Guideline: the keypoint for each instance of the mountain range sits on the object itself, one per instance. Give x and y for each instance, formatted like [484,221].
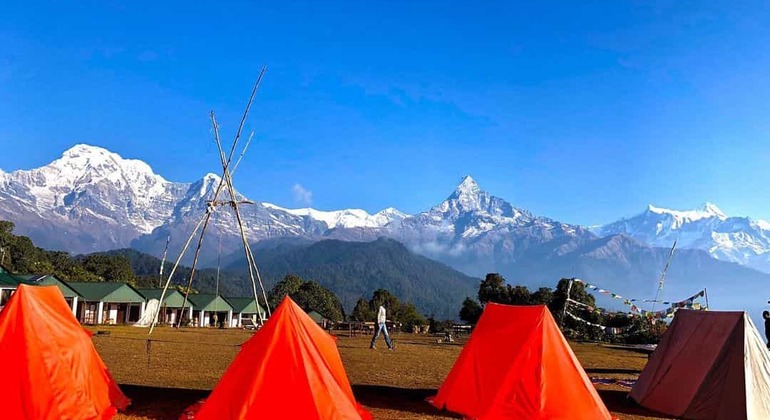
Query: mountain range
[93,200]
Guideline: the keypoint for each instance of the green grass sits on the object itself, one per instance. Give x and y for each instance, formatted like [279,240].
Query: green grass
[182,366]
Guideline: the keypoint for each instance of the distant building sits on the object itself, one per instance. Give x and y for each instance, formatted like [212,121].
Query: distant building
[108,303]
[245,308]
[171,307]
[206,305]
[319,319]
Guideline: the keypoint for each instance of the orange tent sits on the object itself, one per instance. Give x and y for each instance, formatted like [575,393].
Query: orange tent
[53,369]
[289,369]
[517,365]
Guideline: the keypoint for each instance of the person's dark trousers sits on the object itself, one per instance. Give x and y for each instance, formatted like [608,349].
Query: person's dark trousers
[384,329]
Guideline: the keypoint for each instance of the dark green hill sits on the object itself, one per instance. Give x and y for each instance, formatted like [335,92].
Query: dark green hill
[356,269]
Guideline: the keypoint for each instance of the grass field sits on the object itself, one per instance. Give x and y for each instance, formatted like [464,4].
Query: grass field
[182,366]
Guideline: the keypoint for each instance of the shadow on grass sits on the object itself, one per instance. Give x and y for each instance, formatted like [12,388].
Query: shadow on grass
[619,402]
[613,370]
[404,399]
[160,403]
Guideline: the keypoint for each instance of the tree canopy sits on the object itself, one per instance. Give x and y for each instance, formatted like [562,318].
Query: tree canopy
[309,295]
[495,289]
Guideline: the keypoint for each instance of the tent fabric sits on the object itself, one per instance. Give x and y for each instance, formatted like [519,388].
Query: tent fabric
[54,371]
[290,369]
[518,365]
[708,365]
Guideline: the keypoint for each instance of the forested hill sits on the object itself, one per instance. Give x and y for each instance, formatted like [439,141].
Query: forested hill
[356,269]
[350,269]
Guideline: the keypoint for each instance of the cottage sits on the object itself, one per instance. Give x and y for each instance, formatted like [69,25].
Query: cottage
[205,306]
[70,295]
[171,308]
[245,308]
[319,319]
[108,303]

:: Task ::
Each record above must be returned exactly as written, with its pictures omitted.

:: Solution to this exercise ::
Guideline: the keypoint for each instance of the mountain range sits on the object itself, one per instance. Give x and y for each instance, formatted like [484,221].
Query: mountain range
[93,200]
Guideline: the keypoint for each instance of the green grass sits on the object itself, one per instance. Give x and y for each instance, formatted like [279,240].
Query: green grass
[182,366]
Guideline: the keypoint for each instance of the distant building sits on the object itself, one per instance. Give x and y for each instance, formatted like [212,121].
Query: distant building
[108,303]
[245,308]
[171,307]
[206,305]
[319,319]
Guideline: the keypoint for each instance of the orange tent sits on the object itself, one per instance. Give x and y for each instance, formatted like [575,393].
Query: orange tent
[53,369]
[289,369]
[517,365]
Guideline: the keypoint for each instance of the person's dark trousers sits on the object itself, one per instance. Give x and y for each instance, formatted like [608,349].
Query: person's dark trousers
[384,329]
Guideline: the keypoint for each instance of the dark green hill sits on the object itself, one per instance. Give x and y for each instance, formatted like [335,92].
Query: dark green hill
[356,269]
Guideline: the keypoint for each instance of the grass field sits on the object itself, one per instance. Give x and y for each instance, formatted like [464,4].
Query: grass field
[182,366]
Guideline: the keypoint for each instance of the shadow on grass sits on the object itself, one per instance. Give x and y for each instance, formatted like [12,388].
Query: shadow on grass
[619,402]
[613,370]
[404,399]
[160,403]
Guideline: the keypoint for each instance of the tree canopy sits on the object itself, one per instance. Give x and y for each instance, formatted like [562,318].
Query: tree canopy
[309,295]
[495,289]
Guideline: the keypoint for each instance of the tent fabric sits on the object itself, one per instance. Give x and y for each instance, formatted like [519,388].
Query: tent fabric
[54,371]
[290,369]
[518,365]
[708,365]
Guideline: the keypoint for each instance of the forested hill sits on the object itself, one per instance. Give x and y for each instance, formatted like [439,141].
Query: forested hill
[356,269]
[350,269]
Guideline: the keypoint for each instance of the cottage sits on the object itself, one per instance. Give x and y for each instance, formatted like [69,25].
Query: cottage
[205,306]
[70,295]
[171,308]
[245,308]
[319,319]
[108,303]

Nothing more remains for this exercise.